MATERIAL SHOWN =

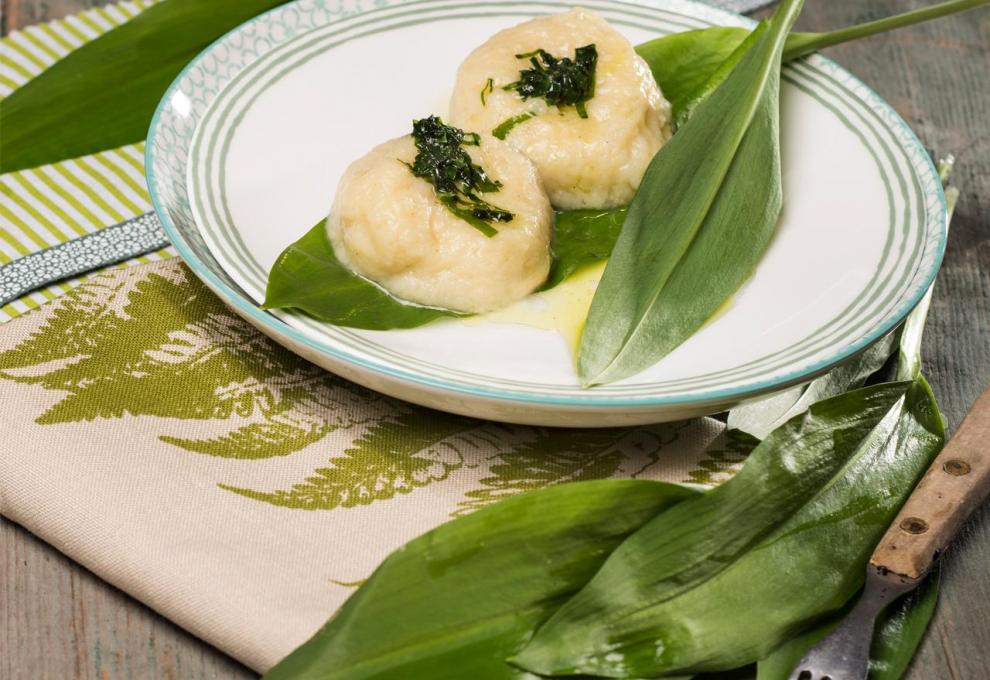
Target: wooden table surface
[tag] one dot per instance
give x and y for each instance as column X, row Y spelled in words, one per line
column 59, row 621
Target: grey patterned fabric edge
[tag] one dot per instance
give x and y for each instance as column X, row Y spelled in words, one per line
column 135, row 237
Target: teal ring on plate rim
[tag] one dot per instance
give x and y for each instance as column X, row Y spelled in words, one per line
column 196, row 255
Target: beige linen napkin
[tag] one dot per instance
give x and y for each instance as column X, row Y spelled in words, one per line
column 168, row 446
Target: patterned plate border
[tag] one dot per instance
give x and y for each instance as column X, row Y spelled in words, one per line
column 239, row 53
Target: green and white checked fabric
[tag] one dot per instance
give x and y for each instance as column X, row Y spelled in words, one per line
column 44, row 206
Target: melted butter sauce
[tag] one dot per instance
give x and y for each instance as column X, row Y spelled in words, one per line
column 562, row 309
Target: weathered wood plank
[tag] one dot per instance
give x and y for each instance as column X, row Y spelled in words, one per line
column 935, row 75
column 57, row 620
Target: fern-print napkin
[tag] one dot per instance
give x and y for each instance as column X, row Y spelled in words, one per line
column 157, row 439
column 168, row 446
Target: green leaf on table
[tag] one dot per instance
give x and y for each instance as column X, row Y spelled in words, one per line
column 309, row 277
column 700, row 221
column 721, row 580
column 761, row 417
column 897, row 635
column 103, row 94
column 455, row 602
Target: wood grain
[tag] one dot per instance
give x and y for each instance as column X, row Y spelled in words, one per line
column 59, row 621
column 957, row 483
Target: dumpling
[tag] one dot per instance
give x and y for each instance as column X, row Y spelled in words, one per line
column 390, row 226
column 593, row 162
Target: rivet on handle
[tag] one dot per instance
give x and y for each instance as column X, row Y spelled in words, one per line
column 914, row 525
column 956, row 467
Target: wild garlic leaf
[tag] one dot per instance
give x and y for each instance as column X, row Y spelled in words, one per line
column 761, row 417
column 700, row 221
column 455, row 602
column 898, row 632
column 782, row 543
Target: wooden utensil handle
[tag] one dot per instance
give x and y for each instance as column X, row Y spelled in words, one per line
column 957, row 482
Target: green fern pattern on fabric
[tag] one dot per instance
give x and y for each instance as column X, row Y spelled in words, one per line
column 556, row 456
column 138, row 344
column 395, row 456
column 156, row 342
column 722, row 459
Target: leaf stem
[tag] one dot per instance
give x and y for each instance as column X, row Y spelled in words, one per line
column 802, row 44
column 909, row 361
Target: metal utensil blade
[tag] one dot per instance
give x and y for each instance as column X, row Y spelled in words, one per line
column 844, row 654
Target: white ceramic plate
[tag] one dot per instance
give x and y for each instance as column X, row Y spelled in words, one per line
column 247, row 147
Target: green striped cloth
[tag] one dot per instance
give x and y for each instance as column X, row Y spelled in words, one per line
column 47, row 205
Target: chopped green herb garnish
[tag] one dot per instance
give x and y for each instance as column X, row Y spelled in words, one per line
column 487, row 89
column 505, row 126
column 455, row 178
column 558, row 81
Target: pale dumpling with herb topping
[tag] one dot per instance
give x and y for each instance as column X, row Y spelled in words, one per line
column 391, row 226
column 593, row 162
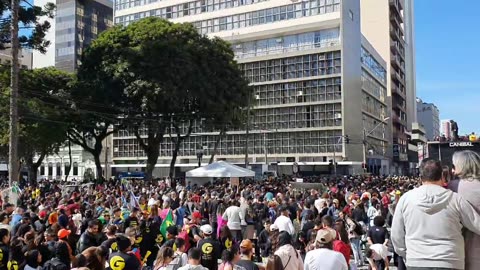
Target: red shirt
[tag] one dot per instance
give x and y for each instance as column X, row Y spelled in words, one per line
column 343, row 248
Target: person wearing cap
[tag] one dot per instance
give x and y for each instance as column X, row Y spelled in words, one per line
column 194, row 257
column 4, row 247
column 283, row 222
column 428, row 222
column 209, row 247
column 89, row 237
column 246, row 254
column 235, row 218
column 323, row 257
column 377, row 256
column 132, row 219
column 123, row 259
column 291, row 258
column 172, row 232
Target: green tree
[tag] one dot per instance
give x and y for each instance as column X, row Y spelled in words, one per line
column 29, row 18
column 172, row 78
column 42, row 129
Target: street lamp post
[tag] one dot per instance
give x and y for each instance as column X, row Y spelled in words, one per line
column 335, row 155
column 247, row 128
column 199, row 156
column 364, row 141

PROBLEM STATEMENT = For the word "fabric", find every line in the data that holds it and copy that line.

RESPONSE =
Target: grey patterned fabric edge
Target: green and white checked fabric
Target: green fern pattern on fabric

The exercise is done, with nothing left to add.